[Questions on the material]
1) According to the Reuters markets report, under what condition would the Fed have good reason to slow tapering? Explain in one to three sentences.
2) In the Reuters markets report, how high did the euro stretch overnight?

[Text under study]
────────────────────────────────────────

* Dollar at lowest level of the year vs currency basket
* European shares dip after near 7 pct rise in 2 weeks
* China's central bank stirs anxiety
* Fed meeting minutes awaited
By Marc Jones
LONDON, Feb 19 (Reuters) - The dollar was hovering at its lowest level of the year on Wednesday as investors waited to see if Federal Reserve policymakers had foreseen this month's relatively weak U.S. economic data at their latest meeting.
Recent surveys from jobs and house building to confidence and manufacturing have left financial markets wondering whether the Fed might consider tweaking its stimulus withdrawal plans if the economic picture were to deteriorate.
Wall Street was expected to open in a cautious mood with the minutes from the Fed's late January meeting set to dominate alongside another splurge of data expected to show the economy still feeling the recent cold snap.
Futures prices pointed to the main S&P 500 and Dow Jones Industrial indexes starting down 0.3 and 0.1 respectively.
But it was the recent weakness of the dollar that remained the central theme after it slipped to its lowest level of 2014 overnight.
"There is still this assumption that much of this bad data is due to the weather," said Philip Marey, a U.S. focused economist at Rabobank.
"But if it turns out not to be the case and the trend continues once the winter is over, then the Fed will have a good reason to slow tapering."
Hesitant share investors took a step back on Wednesday, also worried about interest rates in China and the extent of its economic slowdown.
European shares were off 0.3 percent, only their fifth session of the month in negative territory, while risk-wary investors nudged U.S. and German government bonds yields down to 2.687 and 1.643 percent respectively.
With the dollar in the doldrums, the euro was comfortable at $1.3745, having stretched as far as $1.3769 overnight, its highest in seven weeks and breaching a key resistance barrier at $1.3740.

────────────────────────────────────────

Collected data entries
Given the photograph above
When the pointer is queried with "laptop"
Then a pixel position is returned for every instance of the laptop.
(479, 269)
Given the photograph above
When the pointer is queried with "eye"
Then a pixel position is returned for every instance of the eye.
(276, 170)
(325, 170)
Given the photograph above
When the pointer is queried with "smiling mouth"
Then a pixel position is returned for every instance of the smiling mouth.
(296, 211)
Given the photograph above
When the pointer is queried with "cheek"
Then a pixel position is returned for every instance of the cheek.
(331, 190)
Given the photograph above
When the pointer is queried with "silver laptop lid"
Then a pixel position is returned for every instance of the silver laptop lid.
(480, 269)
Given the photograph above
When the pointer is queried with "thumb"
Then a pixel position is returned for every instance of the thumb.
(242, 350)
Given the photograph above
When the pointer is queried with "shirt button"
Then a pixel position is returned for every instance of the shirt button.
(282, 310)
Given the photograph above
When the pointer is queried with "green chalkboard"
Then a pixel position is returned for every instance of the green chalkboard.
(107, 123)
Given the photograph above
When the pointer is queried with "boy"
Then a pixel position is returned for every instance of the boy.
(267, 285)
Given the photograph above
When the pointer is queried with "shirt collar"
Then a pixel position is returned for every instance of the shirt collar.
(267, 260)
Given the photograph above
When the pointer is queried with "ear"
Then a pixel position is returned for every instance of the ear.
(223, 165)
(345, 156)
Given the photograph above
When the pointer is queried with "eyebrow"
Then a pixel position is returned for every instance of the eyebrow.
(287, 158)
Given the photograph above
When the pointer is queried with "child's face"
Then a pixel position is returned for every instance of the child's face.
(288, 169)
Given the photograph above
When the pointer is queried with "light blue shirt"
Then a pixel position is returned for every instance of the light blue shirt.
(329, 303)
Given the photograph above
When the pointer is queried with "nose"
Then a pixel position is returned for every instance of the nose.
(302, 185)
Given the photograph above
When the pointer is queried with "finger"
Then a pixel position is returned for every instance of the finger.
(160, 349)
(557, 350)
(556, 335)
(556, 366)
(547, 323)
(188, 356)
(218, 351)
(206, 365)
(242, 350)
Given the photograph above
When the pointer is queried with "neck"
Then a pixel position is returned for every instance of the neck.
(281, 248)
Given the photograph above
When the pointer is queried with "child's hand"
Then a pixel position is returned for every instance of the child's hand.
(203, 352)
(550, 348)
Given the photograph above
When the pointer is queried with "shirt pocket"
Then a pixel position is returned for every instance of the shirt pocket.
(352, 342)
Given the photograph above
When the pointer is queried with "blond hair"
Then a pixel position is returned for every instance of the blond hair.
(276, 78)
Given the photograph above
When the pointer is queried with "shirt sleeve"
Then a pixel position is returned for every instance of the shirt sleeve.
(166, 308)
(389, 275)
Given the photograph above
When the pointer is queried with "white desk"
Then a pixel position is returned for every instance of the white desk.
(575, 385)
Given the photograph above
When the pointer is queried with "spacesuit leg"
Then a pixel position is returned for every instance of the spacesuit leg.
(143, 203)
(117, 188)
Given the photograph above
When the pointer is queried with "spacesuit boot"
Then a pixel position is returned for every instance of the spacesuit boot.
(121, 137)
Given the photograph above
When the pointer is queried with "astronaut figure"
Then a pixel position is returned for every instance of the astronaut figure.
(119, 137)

────────────────────────────────────────

[List of answers]
1) Markets still assume that much of the weak U.S. data is due to the weather. If that assumption proves wrong and the weak trend continues after winter ends, the Fed would have good reason to slow tapering.

2) It reached $1.3769, its highest in seven weeks.